═════ DATA ROWS ═════
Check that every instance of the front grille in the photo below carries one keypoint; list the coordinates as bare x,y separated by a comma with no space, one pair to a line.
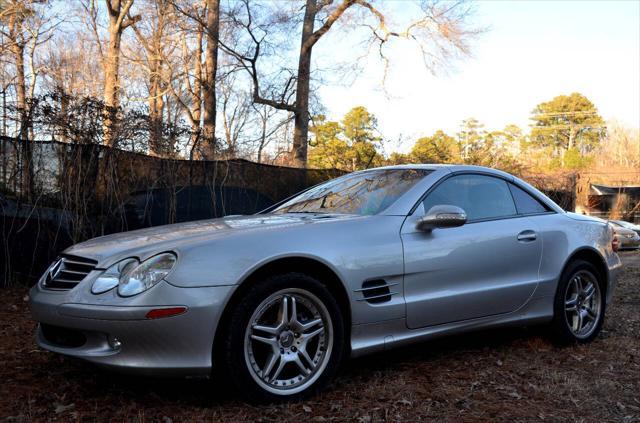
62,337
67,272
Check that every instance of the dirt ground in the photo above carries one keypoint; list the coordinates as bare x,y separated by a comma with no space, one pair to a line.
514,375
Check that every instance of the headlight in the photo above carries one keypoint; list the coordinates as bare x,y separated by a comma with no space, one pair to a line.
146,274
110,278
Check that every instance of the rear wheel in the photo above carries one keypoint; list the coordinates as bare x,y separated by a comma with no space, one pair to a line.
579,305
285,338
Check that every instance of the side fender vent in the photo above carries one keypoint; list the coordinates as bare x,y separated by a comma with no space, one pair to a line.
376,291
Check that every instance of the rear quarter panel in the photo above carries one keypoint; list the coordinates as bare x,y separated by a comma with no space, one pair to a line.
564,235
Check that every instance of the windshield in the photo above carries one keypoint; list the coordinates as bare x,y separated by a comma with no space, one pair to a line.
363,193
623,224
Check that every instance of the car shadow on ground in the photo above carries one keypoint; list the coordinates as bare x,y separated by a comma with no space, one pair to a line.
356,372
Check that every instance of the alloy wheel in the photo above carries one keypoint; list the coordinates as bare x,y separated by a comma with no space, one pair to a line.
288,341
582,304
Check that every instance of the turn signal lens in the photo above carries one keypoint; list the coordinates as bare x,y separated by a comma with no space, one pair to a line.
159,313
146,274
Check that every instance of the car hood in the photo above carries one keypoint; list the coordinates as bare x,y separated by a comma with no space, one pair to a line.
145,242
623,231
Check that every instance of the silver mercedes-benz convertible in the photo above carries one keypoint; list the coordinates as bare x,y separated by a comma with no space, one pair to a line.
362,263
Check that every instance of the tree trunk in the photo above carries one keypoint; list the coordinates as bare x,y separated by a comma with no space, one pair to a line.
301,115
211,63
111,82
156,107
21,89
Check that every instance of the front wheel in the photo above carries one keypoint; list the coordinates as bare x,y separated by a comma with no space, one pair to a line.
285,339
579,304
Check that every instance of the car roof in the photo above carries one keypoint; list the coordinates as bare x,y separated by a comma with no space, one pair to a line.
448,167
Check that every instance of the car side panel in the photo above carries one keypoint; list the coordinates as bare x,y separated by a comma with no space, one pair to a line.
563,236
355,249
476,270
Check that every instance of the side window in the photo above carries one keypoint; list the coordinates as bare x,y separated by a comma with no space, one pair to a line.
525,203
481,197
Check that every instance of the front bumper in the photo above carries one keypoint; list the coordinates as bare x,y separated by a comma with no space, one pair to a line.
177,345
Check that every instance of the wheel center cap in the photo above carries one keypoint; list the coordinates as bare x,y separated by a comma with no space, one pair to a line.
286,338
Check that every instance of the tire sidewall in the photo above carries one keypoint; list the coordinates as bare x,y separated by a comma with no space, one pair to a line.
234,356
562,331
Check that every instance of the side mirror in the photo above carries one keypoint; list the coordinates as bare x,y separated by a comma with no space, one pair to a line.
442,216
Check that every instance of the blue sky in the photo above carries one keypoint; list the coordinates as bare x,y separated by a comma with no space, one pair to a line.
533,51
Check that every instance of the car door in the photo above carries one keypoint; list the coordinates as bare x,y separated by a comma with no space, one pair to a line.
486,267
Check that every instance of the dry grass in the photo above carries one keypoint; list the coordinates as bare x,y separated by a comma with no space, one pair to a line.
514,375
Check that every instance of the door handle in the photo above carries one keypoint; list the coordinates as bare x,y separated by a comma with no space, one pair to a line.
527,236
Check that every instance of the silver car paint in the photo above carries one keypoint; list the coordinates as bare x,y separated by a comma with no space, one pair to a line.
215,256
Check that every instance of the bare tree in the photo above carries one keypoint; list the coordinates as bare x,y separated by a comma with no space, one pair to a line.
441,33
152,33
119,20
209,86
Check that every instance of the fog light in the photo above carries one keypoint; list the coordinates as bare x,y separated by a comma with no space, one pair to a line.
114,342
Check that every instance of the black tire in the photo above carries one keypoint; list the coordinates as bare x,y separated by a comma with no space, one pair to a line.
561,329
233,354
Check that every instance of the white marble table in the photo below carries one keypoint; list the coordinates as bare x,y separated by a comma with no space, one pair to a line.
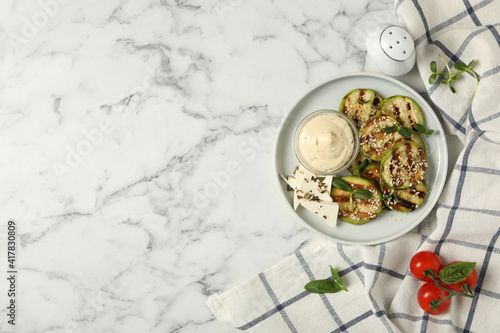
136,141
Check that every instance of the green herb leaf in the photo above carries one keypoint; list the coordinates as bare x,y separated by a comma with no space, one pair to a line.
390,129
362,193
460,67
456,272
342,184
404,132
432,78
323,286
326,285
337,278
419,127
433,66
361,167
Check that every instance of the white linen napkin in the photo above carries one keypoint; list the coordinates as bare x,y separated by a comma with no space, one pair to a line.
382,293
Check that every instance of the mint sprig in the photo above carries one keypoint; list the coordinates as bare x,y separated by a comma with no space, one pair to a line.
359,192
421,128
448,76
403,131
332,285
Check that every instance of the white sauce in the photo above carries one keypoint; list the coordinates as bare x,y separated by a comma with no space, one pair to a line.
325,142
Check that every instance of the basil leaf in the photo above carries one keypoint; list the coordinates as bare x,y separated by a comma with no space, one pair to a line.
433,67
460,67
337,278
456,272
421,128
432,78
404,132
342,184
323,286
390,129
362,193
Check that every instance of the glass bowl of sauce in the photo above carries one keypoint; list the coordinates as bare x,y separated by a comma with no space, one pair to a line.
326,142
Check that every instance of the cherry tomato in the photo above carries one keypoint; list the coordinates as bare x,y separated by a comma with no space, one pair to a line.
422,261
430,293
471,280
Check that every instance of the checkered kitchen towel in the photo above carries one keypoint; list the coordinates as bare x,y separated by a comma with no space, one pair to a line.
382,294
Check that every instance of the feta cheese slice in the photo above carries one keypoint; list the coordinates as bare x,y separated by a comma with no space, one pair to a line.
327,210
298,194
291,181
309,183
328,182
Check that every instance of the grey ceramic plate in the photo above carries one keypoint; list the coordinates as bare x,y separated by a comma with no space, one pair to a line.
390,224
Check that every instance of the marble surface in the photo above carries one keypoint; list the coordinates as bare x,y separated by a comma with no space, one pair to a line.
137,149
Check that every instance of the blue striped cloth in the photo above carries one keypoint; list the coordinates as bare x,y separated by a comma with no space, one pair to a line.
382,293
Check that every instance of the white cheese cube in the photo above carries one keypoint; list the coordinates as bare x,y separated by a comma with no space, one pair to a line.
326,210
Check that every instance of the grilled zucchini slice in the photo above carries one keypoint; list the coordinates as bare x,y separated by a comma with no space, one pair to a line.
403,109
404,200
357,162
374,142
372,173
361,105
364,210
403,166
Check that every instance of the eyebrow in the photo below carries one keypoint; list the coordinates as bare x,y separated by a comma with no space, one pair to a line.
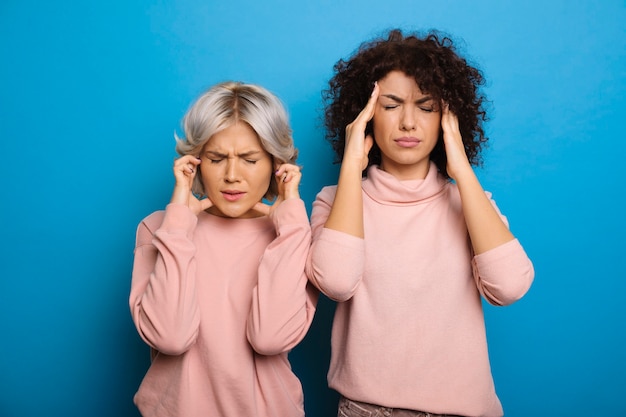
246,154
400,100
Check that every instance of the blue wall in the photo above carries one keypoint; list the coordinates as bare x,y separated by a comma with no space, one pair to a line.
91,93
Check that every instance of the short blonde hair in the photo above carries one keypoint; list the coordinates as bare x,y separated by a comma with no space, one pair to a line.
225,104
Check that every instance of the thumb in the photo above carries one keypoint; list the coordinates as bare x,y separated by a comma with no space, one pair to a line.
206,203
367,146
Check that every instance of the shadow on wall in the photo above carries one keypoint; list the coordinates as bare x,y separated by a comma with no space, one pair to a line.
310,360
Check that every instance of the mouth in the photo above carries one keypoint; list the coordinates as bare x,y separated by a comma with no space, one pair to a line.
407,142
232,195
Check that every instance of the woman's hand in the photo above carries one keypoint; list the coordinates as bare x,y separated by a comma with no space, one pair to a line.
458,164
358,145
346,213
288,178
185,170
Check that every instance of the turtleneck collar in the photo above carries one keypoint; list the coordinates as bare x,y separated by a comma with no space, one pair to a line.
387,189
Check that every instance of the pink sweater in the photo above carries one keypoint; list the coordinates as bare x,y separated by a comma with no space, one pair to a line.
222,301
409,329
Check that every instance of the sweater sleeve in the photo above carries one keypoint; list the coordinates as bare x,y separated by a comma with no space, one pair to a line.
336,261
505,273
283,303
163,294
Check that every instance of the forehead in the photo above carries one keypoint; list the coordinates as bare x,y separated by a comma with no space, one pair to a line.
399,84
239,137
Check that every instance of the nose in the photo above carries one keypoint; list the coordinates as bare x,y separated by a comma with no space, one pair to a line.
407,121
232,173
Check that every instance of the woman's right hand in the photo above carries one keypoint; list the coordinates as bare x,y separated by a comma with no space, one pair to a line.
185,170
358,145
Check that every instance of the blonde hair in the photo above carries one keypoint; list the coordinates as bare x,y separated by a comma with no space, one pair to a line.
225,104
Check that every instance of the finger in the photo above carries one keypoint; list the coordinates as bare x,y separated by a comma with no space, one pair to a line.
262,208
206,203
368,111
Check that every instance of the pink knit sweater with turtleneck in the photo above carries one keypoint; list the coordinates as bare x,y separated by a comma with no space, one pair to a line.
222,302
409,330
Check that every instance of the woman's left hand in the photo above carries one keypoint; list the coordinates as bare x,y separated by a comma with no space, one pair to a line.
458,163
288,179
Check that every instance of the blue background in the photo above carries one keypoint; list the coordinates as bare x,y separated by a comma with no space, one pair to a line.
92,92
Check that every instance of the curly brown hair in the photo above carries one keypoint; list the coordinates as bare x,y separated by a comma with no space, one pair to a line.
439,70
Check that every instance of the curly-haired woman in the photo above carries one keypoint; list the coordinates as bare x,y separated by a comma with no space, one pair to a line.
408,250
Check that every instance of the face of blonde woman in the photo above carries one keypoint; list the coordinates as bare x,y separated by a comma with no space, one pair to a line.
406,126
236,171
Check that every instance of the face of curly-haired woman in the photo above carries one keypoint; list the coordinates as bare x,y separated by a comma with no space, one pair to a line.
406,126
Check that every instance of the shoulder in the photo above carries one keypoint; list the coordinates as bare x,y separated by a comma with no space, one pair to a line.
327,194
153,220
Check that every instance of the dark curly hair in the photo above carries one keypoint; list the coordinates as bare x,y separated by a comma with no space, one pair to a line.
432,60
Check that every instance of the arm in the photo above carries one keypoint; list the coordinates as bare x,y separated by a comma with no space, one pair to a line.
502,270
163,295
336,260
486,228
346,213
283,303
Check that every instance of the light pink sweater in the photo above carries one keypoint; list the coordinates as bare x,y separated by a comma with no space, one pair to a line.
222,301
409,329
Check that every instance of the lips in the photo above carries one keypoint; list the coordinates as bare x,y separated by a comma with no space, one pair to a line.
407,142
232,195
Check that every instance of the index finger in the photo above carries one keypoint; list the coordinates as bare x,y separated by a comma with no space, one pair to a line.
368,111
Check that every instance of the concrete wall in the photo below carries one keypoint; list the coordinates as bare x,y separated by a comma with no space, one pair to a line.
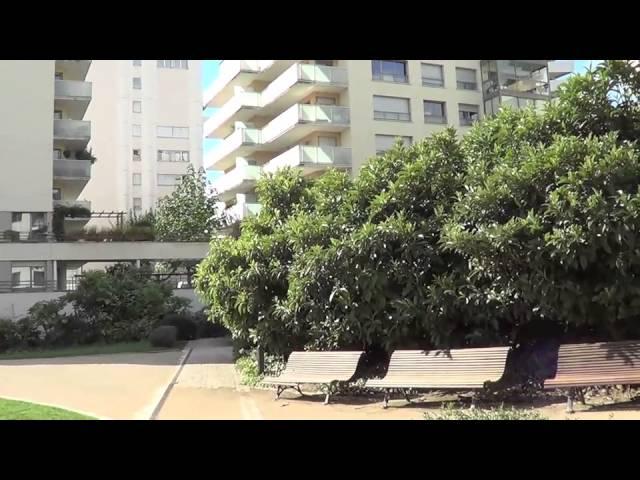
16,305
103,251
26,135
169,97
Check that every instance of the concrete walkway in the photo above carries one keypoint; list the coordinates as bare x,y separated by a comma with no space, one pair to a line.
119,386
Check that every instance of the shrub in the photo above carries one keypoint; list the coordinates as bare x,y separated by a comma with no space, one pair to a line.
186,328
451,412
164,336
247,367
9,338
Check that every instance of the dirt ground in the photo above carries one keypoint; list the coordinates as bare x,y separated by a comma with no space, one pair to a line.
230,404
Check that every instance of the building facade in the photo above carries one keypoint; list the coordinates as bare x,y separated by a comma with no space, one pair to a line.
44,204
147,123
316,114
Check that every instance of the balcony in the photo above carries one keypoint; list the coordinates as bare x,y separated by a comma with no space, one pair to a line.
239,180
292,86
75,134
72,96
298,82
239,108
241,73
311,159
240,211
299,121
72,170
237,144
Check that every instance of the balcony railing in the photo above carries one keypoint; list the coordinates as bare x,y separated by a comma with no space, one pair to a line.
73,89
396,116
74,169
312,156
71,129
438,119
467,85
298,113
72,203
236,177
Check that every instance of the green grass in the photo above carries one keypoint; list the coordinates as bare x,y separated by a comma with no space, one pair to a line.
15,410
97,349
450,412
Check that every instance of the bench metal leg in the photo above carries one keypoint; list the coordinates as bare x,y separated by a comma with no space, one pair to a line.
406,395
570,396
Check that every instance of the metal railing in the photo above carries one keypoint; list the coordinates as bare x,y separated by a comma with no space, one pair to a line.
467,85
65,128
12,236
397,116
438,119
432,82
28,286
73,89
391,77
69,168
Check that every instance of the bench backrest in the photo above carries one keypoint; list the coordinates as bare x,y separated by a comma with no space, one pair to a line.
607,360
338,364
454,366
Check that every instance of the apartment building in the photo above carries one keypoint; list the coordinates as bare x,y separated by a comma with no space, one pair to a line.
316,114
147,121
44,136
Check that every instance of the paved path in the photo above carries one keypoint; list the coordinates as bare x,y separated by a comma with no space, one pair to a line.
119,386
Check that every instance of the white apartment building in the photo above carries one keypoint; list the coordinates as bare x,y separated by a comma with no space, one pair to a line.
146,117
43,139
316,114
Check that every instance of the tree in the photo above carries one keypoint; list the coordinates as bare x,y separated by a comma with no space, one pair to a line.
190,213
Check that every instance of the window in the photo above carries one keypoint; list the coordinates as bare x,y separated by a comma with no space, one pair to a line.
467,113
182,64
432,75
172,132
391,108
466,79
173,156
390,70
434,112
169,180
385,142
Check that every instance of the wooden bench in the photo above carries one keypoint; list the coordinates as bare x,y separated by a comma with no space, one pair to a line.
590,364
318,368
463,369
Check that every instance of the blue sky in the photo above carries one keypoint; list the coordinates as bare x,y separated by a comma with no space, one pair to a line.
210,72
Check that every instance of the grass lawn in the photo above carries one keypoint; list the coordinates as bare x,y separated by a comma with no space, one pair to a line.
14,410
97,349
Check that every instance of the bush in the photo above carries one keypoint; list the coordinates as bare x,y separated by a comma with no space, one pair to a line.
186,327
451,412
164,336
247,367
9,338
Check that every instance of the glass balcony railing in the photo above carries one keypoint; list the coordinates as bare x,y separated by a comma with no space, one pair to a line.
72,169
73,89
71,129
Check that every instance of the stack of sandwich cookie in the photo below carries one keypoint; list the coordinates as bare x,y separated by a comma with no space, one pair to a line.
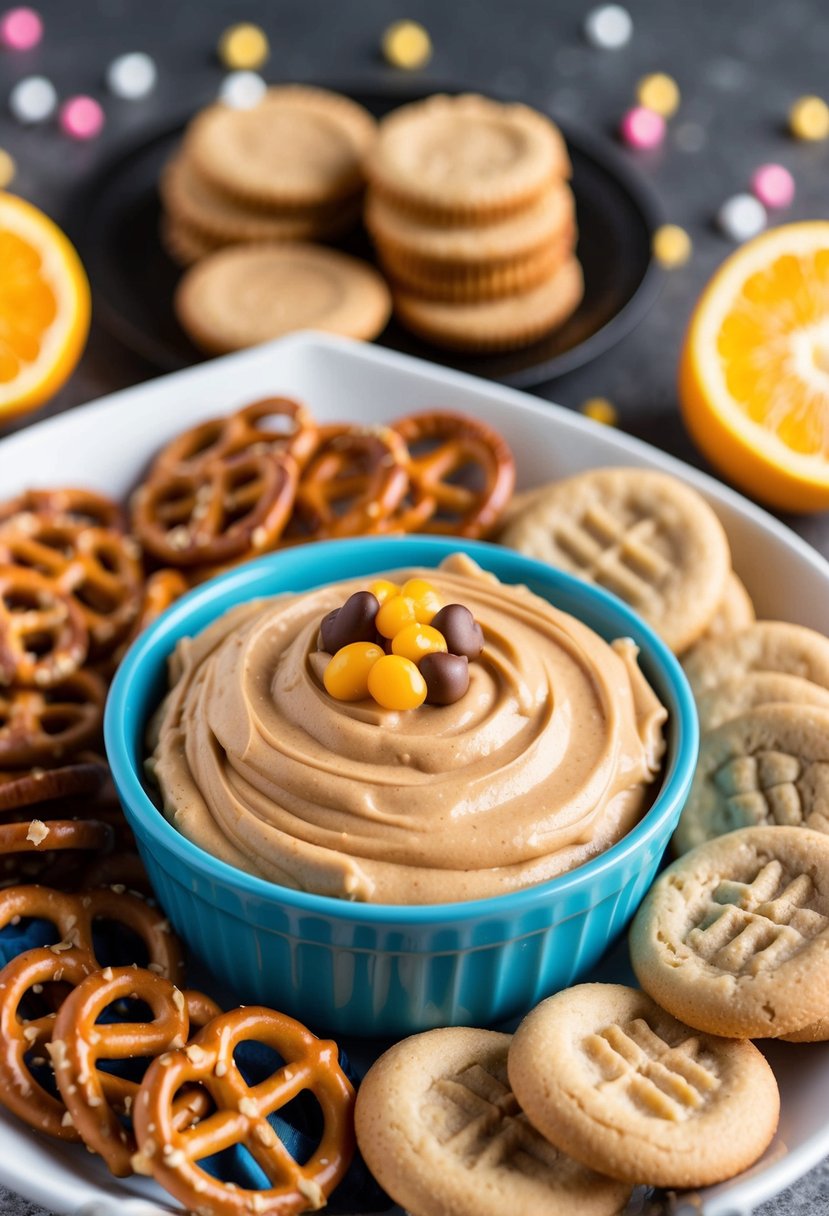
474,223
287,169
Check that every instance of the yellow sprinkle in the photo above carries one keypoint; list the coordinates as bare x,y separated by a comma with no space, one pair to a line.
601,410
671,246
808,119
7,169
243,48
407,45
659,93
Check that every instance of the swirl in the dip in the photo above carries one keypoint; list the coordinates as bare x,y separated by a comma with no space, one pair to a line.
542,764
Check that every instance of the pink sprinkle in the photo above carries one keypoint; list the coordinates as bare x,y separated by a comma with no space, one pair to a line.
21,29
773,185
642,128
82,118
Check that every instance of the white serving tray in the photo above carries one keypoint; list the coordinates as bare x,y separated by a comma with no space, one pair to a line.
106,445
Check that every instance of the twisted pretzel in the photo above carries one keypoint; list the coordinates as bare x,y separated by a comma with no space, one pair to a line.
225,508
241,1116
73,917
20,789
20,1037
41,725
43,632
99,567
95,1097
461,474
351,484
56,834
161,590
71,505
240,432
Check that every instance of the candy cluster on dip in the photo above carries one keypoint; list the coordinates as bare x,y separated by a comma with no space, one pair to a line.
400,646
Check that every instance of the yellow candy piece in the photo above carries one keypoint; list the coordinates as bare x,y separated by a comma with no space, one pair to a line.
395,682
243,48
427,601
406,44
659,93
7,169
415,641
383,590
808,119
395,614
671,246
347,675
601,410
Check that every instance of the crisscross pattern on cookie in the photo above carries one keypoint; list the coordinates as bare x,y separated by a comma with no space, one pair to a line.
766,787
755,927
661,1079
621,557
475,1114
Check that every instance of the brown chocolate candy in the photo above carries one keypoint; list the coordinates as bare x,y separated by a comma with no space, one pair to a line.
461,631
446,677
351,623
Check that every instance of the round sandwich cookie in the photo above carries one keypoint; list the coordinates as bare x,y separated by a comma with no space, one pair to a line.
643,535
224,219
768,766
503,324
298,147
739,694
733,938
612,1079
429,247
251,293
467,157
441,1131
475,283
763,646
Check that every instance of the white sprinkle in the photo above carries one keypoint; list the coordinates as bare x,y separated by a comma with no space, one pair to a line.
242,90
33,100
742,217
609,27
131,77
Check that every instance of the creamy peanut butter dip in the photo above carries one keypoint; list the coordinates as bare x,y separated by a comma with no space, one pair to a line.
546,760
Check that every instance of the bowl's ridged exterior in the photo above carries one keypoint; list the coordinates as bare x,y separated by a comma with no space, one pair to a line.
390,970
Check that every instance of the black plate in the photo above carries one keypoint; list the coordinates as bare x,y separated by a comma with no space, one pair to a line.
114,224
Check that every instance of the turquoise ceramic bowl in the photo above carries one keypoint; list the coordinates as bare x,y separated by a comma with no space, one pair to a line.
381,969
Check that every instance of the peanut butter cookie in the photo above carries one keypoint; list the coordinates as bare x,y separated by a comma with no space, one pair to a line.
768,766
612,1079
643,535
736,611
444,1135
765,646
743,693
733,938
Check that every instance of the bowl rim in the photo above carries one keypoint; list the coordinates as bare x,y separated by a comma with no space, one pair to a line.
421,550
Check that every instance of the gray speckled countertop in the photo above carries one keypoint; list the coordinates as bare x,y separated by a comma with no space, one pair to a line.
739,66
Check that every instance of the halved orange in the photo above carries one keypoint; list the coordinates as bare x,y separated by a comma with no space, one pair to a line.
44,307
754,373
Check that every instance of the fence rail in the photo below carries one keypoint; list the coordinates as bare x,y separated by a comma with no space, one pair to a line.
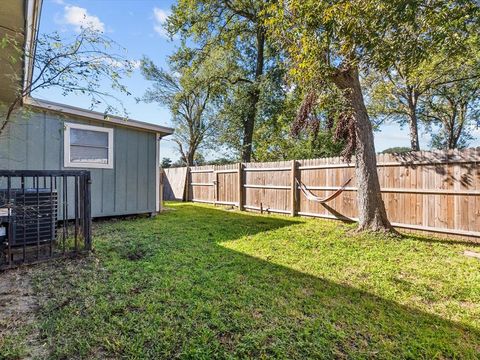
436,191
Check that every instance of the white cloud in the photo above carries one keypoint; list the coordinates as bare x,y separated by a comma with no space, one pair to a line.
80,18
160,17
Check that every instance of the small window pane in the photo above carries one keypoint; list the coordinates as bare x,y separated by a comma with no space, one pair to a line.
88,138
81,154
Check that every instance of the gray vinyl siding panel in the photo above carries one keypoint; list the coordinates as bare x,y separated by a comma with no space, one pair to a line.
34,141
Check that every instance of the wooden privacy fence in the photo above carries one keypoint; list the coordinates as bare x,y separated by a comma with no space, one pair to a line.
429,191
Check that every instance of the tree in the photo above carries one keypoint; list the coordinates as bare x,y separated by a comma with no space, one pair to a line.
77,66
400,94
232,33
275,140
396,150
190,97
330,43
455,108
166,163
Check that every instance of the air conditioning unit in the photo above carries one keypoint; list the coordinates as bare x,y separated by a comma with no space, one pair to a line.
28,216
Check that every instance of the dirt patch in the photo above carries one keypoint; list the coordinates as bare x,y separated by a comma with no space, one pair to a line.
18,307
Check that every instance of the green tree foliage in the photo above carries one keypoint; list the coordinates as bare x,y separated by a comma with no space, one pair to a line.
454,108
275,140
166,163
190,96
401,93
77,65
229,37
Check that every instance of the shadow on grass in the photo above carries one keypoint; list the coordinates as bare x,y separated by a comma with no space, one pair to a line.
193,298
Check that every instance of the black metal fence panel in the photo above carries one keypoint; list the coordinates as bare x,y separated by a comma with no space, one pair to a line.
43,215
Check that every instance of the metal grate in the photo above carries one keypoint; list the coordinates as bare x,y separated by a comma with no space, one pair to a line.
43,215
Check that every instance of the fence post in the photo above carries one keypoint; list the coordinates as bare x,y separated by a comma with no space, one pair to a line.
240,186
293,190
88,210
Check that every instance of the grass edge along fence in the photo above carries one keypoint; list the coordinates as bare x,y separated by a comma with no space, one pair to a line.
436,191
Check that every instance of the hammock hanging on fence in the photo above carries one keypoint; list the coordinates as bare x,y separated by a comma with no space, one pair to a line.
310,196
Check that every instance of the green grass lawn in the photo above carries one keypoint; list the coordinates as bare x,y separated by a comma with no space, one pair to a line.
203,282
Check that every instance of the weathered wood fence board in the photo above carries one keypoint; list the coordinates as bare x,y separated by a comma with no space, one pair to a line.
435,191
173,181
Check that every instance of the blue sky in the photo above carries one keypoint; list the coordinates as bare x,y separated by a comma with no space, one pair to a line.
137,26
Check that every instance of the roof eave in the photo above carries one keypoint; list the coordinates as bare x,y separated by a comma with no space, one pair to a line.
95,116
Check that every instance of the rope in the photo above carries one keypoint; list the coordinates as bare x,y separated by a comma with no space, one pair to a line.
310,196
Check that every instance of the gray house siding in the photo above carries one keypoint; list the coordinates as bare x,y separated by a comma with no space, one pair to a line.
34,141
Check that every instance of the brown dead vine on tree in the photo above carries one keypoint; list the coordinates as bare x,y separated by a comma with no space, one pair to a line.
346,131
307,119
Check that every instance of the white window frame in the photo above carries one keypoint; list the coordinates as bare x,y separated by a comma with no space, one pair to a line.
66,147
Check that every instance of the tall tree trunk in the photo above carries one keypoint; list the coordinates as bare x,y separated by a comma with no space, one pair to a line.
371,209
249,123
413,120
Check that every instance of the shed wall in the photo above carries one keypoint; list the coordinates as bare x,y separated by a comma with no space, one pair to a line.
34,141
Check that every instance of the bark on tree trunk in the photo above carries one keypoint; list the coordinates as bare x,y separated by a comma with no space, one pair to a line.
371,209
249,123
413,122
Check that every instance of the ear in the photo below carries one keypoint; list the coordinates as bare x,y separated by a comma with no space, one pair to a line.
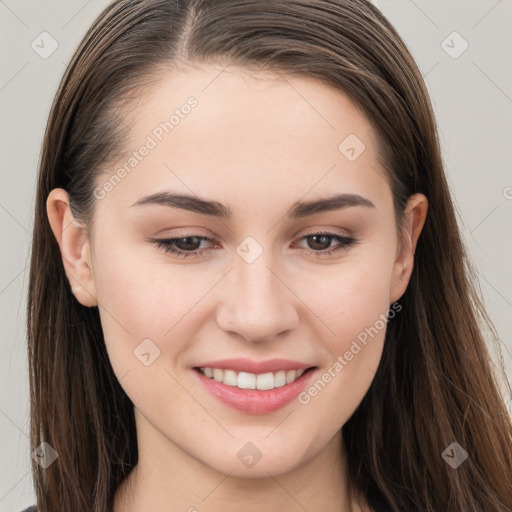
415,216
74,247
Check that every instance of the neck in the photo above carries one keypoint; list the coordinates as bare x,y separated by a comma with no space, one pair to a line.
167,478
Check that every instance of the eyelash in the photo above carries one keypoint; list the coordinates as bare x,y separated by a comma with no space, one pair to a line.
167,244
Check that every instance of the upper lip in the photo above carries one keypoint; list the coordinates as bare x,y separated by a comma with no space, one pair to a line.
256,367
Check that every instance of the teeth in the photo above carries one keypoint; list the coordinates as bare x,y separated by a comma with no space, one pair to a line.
═════
EXERCISE TASK =>
Output, unchanged, the lines from the line with "Check that every instance of the eyelash" through the final line of the material.

COMPLETE OUTPUT =>
Check that every instance of the eyelash in the photo above carries one keypoint; list the coordinates as bare x,y separated by a comma with no space, one pair to a line.
167,244
Check that every instance of the upper lip in the photo above carries one keypoint; list the coordinates as bare x,y separated by a comma with no space, one pair to a line.
256,367
Check that every instance of the teeth in the photo above carries one keypoint; list the coordinates as bare x,y separated by a comma with no space, one pair to a line.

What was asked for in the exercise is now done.